Show only those lines of the entries where the string "smile" is found.

--- SUPPLIED MATERIAL ---

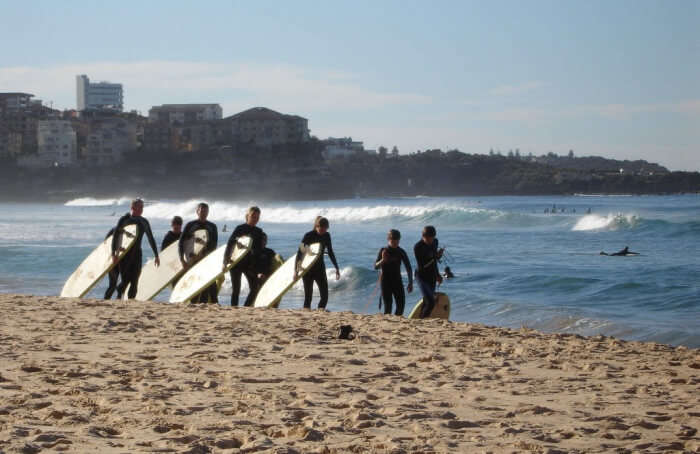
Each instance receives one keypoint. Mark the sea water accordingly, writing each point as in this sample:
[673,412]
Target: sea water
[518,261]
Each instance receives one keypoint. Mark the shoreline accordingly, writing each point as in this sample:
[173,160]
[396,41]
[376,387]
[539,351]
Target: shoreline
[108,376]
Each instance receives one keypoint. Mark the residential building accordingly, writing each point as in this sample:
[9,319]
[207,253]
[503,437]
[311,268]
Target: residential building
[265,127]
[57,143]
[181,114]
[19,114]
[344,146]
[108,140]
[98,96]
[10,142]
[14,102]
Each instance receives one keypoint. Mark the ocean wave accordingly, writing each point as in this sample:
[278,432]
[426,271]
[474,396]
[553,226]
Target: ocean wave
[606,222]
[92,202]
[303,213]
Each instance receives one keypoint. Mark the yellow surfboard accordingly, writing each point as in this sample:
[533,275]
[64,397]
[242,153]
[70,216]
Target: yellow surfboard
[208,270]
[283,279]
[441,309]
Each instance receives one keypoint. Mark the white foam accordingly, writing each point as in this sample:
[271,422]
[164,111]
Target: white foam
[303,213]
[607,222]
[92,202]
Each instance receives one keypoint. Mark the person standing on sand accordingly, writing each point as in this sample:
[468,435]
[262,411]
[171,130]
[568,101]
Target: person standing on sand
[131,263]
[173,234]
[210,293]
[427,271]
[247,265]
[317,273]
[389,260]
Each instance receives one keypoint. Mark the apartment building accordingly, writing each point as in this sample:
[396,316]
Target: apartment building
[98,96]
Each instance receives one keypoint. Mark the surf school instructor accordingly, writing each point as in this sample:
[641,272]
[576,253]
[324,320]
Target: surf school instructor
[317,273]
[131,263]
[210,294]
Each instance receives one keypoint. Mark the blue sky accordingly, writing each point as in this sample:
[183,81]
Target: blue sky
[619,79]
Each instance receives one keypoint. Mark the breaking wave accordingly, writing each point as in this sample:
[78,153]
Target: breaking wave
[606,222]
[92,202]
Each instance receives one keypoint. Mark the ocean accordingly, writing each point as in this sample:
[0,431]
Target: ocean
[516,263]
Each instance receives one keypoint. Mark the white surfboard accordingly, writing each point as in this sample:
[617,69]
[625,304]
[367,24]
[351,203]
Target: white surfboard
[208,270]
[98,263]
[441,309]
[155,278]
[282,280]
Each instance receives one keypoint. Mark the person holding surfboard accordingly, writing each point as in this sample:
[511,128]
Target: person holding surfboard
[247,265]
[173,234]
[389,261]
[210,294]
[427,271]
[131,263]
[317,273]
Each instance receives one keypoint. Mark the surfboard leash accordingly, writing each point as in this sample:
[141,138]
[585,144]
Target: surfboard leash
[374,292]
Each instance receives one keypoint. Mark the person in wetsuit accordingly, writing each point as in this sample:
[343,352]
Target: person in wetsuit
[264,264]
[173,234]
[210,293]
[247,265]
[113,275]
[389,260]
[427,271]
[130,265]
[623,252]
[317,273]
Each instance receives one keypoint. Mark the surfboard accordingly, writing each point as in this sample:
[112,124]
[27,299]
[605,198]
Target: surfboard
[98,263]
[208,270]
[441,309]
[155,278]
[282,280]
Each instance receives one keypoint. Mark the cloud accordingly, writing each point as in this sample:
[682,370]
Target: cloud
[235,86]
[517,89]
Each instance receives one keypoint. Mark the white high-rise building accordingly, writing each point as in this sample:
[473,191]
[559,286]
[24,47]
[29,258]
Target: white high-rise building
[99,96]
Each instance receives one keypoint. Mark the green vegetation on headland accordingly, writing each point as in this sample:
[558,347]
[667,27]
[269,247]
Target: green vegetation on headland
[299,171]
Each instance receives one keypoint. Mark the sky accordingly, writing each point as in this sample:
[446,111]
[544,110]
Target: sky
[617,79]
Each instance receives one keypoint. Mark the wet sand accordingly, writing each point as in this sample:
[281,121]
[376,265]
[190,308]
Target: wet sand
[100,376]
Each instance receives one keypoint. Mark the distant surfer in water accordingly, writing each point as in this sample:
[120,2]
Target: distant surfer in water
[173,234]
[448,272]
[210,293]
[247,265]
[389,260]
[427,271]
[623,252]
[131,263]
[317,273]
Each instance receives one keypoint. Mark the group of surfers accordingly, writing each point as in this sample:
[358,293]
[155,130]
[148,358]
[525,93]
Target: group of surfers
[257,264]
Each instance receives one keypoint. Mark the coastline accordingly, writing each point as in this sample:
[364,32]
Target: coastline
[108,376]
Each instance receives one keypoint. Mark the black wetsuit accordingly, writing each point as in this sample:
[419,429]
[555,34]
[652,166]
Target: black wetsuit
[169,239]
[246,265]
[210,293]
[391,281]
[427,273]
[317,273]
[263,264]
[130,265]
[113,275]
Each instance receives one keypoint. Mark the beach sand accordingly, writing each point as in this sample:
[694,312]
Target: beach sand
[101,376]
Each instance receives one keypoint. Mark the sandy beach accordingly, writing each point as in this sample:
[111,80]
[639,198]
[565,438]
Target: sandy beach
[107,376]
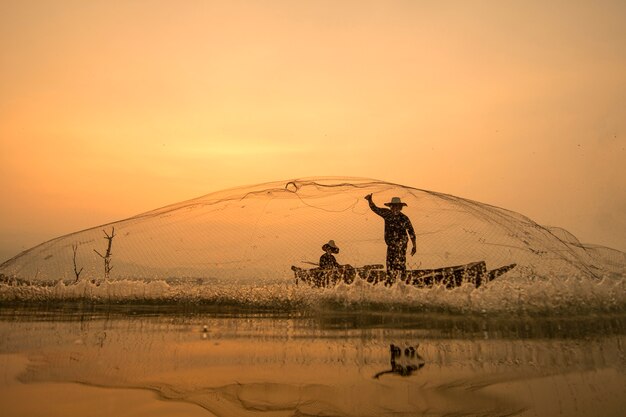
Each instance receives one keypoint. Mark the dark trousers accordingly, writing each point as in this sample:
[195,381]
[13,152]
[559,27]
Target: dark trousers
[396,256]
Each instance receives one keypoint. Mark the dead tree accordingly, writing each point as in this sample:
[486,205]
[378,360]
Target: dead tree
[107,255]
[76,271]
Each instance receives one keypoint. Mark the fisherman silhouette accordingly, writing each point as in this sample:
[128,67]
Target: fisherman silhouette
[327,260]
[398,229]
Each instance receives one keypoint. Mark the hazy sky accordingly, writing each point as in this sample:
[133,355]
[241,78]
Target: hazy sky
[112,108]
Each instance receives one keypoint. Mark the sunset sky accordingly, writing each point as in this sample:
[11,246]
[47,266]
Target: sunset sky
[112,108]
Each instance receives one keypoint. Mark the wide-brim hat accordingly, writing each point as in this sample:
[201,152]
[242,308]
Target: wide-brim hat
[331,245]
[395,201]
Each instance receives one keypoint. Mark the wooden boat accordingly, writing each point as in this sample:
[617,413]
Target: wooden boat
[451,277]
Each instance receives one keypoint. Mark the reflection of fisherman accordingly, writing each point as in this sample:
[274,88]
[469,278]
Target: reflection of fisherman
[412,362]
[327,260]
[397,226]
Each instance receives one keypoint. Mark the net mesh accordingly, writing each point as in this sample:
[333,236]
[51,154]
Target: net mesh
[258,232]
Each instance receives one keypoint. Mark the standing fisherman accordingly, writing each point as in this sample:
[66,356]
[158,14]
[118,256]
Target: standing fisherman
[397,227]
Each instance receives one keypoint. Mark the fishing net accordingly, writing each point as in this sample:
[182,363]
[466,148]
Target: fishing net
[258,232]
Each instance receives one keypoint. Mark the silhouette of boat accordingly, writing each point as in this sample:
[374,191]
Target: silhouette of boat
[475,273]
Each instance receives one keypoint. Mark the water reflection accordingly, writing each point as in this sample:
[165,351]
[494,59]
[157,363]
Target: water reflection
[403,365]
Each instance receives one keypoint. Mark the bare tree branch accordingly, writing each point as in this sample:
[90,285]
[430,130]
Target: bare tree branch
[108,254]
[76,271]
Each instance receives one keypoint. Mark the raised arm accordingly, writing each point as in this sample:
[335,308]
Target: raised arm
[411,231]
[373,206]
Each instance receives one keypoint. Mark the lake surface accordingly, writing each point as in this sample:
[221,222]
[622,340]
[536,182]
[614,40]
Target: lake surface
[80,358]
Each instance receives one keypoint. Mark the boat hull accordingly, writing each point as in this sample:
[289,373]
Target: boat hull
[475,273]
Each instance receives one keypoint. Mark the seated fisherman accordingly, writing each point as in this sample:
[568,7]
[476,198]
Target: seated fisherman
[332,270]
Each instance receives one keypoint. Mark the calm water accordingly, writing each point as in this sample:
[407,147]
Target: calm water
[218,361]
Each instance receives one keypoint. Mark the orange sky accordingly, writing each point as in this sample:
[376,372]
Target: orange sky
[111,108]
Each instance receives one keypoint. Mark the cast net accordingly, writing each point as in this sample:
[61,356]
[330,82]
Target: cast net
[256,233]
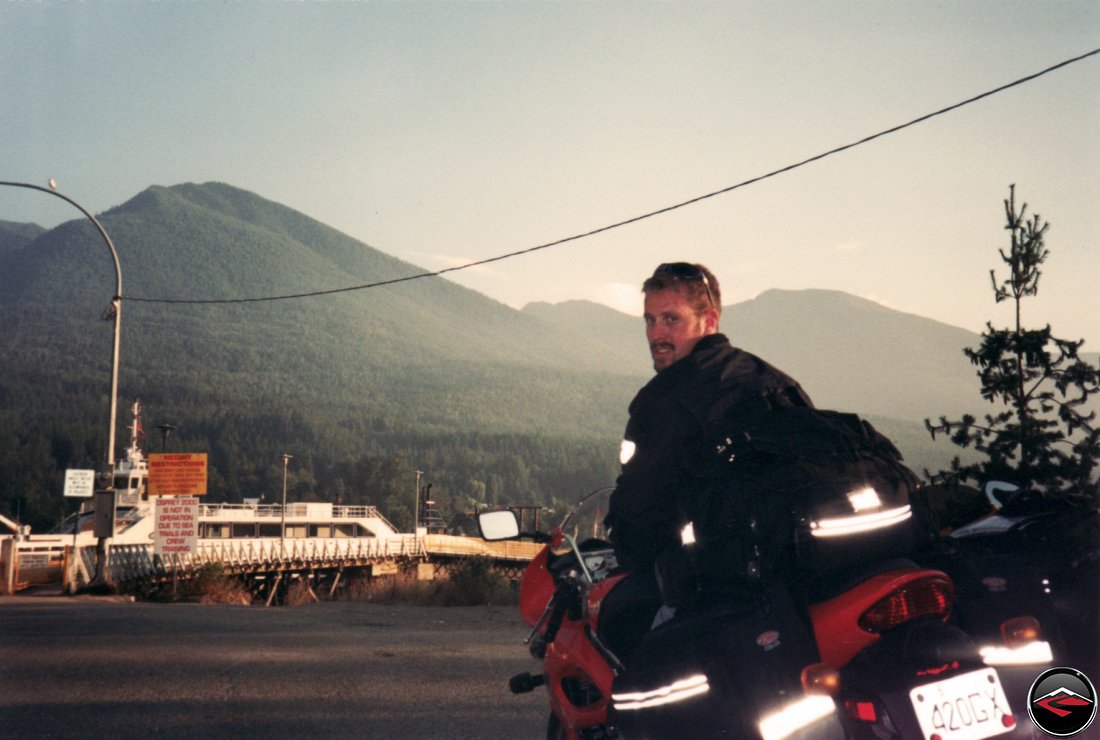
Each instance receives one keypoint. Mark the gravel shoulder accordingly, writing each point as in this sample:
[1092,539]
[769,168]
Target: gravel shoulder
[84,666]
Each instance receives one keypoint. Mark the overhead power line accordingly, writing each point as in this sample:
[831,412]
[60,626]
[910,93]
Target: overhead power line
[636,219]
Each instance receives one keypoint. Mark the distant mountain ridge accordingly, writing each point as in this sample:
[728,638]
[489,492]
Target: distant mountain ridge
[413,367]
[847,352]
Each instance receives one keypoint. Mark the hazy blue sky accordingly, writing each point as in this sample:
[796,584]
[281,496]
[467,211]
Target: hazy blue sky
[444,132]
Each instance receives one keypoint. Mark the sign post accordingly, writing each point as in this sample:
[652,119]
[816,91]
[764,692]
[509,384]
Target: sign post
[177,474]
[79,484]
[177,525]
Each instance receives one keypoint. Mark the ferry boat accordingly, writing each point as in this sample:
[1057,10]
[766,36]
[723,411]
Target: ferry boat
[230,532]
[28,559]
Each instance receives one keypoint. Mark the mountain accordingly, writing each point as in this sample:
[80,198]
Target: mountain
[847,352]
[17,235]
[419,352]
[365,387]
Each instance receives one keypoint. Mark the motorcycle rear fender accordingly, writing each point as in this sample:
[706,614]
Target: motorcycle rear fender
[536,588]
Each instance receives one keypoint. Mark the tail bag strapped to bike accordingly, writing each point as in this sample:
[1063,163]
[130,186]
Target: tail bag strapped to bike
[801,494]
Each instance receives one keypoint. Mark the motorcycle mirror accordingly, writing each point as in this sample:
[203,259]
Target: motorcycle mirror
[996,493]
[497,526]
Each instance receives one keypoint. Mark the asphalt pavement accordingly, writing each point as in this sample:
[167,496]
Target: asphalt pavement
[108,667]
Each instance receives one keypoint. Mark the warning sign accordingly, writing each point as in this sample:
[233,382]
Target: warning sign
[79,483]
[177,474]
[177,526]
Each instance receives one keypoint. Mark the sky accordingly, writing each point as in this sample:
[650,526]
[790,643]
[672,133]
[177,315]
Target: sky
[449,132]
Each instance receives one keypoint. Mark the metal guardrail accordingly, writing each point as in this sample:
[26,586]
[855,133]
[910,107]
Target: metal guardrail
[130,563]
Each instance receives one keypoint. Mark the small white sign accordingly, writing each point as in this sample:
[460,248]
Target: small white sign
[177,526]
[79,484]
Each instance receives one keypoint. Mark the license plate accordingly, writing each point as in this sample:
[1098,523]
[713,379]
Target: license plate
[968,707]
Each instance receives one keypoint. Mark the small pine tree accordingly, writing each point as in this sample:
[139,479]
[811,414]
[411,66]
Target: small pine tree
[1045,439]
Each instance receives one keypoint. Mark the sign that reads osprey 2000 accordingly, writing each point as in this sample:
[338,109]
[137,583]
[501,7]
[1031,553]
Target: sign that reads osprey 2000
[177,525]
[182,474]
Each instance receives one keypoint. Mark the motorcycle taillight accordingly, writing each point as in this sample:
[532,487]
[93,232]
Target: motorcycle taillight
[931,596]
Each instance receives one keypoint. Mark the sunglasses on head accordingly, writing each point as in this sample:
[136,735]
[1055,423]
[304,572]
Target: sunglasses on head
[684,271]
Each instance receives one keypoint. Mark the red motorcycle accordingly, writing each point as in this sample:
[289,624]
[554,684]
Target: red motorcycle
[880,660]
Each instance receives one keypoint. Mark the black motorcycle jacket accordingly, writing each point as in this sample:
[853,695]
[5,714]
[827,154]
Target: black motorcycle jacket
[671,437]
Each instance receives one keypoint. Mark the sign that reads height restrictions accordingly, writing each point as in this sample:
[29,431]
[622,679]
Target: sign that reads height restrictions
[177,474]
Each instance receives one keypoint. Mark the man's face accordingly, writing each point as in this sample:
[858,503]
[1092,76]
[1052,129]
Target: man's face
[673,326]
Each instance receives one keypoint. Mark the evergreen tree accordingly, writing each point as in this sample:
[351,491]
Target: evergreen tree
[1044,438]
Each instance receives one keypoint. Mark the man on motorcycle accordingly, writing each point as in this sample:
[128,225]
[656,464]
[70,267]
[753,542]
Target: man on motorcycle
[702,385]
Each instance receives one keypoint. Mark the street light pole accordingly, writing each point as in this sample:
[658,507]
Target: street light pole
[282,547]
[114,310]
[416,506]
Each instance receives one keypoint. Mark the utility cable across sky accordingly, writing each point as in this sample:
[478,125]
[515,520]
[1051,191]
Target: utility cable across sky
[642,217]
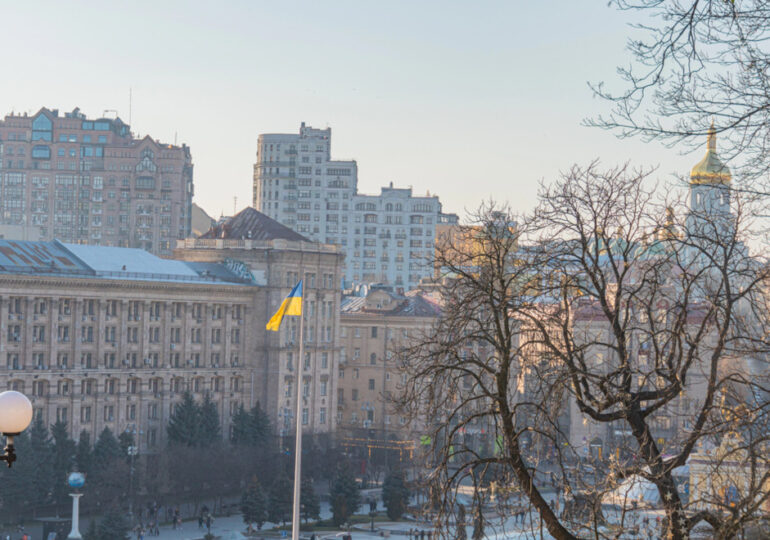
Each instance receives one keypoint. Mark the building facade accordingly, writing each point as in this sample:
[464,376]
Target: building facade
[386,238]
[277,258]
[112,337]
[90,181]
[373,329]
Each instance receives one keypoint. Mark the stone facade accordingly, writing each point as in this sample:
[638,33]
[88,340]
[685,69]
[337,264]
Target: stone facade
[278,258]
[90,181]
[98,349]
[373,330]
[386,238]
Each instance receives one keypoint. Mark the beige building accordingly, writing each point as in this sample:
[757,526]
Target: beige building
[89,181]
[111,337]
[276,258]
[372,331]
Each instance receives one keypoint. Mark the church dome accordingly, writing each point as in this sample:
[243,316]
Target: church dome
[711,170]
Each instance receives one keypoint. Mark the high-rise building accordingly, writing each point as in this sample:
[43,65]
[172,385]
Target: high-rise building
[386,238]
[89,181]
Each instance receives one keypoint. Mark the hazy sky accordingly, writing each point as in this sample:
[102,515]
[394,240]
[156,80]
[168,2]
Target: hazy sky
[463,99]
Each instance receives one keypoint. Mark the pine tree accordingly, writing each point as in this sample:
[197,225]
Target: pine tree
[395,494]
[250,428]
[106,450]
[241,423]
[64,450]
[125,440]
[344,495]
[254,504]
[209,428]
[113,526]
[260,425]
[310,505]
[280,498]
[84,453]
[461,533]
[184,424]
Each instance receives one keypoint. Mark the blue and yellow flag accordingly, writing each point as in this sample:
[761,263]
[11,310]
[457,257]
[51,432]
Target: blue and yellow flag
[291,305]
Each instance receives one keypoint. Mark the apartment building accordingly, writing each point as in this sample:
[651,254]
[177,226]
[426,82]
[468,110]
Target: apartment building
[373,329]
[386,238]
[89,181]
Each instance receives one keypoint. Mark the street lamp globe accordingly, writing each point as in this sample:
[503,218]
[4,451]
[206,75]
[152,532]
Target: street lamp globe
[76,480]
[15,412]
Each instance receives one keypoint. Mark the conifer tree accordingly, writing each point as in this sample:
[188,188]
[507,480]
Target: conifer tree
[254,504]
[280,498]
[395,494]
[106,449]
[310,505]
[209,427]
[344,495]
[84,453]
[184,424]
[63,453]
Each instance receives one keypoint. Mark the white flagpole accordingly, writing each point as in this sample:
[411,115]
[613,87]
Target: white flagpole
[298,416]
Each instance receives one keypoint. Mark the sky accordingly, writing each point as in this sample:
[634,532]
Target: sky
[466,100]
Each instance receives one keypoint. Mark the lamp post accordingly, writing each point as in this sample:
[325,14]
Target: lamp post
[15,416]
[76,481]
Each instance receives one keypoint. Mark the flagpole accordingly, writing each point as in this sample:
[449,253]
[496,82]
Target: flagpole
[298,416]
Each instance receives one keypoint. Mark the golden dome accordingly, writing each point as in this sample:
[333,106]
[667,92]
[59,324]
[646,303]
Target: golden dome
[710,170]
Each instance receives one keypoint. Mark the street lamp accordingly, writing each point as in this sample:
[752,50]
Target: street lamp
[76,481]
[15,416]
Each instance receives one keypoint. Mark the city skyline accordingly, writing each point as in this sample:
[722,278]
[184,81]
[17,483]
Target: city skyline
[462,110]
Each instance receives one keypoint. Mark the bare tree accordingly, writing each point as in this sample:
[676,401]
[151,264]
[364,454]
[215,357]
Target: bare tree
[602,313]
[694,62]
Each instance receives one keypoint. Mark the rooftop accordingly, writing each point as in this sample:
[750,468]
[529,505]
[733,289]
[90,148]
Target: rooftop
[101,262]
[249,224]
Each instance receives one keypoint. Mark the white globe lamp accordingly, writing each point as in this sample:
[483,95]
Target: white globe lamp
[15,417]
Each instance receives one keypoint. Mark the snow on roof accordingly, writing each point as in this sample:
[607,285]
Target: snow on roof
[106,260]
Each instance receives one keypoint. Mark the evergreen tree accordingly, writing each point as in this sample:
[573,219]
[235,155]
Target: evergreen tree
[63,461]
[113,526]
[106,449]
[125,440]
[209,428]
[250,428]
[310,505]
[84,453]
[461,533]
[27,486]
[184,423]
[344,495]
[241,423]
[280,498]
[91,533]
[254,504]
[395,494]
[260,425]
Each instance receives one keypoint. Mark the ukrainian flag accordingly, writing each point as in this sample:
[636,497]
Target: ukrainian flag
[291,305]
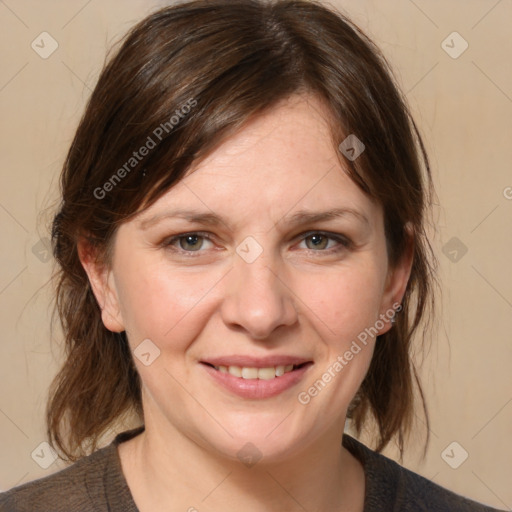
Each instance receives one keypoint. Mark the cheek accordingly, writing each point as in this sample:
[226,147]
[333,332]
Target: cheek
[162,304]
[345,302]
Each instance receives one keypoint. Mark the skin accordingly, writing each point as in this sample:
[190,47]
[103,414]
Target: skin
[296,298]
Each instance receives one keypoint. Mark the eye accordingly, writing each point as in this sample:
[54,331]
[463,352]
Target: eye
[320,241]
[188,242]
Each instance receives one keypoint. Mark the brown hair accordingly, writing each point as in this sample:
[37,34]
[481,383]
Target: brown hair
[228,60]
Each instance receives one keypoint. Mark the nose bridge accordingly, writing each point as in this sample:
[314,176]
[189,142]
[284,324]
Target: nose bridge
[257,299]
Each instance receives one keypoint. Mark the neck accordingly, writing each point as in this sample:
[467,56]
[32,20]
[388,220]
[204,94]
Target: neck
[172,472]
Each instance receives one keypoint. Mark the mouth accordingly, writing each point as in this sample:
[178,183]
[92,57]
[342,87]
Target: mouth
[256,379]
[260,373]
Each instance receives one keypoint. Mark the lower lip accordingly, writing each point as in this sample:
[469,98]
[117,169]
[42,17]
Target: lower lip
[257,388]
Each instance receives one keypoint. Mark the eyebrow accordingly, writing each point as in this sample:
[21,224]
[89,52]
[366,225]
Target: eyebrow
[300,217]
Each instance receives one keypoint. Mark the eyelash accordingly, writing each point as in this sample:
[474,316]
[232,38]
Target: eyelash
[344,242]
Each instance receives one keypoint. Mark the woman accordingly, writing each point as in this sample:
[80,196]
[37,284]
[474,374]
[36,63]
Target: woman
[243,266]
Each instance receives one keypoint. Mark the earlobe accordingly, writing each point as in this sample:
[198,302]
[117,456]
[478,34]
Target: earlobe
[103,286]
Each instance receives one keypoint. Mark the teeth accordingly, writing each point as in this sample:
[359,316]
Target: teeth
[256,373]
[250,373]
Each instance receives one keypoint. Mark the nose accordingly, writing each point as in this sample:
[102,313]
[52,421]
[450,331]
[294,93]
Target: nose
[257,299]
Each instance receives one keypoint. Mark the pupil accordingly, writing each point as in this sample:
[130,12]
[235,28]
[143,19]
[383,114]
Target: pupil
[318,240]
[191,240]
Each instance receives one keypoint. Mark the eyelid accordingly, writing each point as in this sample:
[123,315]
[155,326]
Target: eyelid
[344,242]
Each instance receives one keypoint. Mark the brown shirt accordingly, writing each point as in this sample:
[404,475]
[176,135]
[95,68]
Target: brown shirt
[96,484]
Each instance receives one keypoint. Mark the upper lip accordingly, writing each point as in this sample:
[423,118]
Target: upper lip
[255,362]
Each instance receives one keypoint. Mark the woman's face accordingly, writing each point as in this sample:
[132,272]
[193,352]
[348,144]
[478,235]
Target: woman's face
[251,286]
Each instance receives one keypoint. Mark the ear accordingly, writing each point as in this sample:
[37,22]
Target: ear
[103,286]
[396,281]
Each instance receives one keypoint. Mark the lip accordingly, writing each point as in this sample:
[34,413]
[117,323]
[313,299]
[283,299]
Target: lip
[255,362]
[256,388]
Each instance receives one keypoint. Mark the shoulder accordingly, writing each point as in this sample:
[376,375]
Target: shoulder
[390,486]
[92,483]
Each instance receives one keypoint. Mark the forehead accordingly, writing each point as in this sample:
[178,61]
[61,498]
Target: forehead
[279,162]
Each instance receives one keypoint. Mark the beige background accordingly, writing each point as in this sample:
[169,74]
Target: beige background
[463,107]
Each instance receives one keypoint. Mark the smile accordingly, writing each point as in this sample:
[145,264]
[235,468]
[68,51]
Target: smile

---

#### SOLUTION FOR THIS EXERCISE:
Each instance receives one keypoint. Mark the smile accordingly, writing each point as in this sample:
Target: smile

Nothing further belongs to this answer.